> _EXTRACTED INFORMATION_
· · ·

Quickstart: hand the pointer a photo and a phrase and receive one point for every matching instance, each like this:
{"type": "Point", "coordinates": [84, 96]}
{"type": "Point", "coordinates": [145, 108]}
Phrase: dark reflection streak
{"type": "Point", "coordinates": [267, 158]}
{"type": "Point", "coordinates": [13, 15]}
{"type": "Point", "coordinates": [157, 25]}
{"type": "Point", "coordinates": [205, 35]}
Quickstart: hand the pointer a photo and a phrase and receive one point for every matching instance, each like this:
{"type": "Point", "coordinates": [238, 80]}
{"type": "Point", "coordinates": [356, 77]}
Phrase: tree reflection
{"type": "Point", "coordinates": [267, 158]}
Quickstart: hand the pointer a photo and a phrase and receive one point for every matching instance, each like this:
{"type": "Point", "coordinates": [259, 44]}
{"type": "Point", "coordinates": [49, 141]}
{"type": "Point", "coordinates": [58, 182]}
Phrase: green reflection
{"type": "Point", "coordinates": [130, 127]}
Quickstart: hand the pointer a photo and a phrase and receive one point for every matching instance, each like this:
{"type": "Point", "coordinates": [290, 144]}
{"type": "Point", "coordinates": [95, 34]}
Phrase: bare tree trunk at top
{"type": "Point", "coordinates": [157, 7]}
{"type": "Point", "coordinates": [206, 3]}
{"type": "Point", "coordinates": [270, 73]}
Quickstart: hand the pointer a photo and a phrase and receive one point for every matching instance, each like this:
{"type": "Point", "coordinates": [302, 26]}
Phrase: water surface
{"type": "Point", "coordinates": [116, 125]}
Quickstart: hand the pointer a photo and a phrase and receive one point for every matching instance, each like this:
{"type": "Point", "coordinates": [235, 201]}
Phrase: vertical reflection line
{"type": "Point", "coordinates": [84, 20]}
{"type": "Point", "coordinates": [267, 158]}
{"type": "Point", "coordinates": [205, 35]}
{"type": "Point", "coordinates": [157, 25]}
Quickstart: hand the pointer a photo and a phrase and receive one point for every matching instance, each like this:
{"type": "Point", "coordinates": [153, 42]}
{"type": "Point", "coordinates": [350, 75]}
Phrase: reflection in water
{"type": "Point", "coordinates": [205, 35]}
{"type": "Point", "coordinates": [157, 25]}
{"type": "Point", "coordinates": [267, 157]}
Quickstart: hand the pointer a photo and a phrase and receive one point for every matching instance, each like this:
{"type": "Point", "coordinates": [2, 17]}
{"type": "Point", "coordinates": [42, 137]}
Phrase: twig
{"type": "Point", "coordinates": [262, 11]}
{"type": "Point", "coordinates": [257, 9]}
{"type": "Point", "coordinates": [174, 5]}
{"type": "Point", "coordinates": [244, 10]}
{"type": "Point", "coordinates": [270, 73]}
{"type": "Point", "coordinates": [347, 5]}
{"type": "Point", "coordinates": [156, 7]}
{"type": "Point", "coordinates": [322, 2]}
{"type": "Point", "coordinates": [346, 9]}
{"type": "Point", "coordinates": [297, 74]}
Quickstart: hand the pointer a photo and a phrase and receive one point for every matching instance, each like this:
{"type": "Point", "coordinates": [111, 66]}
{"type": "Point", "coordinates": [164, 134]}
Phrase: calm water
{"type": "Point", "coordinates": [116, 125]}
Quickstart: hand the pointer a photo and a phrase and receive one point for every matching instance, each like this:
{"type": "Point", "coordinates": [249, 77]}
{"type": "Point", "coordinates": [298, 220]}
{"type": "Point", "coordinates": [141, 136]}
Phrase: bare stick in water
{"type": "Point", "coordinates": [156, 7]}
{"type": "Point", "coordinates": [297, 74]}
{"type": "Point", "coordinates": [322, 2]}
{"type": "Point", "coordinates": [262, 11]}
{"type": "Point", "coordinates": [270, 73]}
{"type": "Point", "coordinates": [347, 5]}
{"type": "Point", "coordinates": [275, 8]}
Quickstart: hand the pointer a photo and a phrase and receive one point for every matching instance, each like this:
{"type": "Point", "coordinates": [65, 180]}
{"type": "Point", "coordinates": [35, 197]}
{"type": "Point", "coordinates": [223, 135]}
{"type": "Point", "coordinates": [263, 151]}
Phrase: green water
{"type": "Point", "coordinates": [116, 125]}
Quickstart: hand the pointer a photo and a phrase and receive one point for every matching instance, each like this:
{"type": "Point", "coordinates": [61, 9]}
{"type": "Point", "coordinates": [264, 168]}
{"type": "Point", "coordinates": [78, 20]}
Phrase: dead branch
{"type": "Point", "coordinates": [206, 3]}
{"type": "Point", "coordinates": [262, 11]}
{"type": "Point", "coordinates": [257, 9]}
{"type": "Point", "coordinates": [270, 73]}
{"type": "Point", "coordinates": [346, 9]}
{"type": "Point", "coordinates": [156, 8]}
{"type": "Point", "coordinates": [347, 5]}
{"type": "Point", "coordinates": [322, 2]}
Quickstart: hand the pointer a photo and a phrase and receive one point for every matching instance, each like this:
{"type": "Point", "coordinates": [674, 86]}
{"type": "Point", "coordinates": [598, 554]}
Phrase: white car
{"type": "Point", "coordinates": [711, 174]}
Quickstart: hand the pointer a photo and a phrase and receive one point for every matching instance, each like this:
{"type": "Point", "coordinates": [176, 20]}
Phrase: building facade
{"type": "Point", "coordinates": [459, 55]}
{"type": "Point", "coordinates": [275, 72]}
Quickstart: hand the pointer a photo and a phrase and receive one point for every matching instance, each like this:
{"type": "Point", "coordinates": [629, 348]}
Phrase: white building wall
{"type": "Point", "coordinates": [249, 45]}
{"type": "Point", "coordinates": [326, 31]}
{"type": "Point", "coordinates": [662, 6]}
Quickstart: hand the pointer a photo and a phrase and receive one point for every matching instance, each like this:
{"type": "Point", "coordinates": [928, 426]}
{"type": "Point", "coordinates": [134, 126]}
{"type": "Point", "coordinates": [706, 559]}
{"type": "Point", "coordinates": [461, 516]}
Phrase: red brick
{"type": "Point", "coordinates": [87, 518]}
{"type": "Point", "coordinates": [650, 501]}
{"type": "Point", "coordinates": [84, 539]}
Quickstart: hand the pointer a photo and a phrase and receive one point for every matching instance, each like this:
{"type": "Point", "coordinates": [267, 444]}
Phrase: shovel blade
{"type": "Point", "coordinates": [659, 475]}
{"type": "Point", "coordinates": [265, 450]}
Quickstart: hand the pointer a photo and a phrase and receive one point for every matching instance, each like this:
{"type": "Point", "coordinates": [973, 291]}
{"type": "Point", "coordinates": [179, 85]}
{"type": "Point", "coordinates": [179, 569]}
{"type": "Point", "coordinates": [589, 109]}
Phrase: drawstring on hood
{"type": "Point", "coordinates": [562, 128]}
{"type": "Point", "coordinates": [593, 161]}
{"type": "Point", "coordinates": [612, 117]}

· · ·

> _INSTRUCTIONS TO FOLLOW_
Pick out and copy every line of the data above that contains the word "tree", treating uppercase and lowercase as different.

> _RESULT BELOW_
Phrase: tree reflection
Phrase: bare tree trunk at top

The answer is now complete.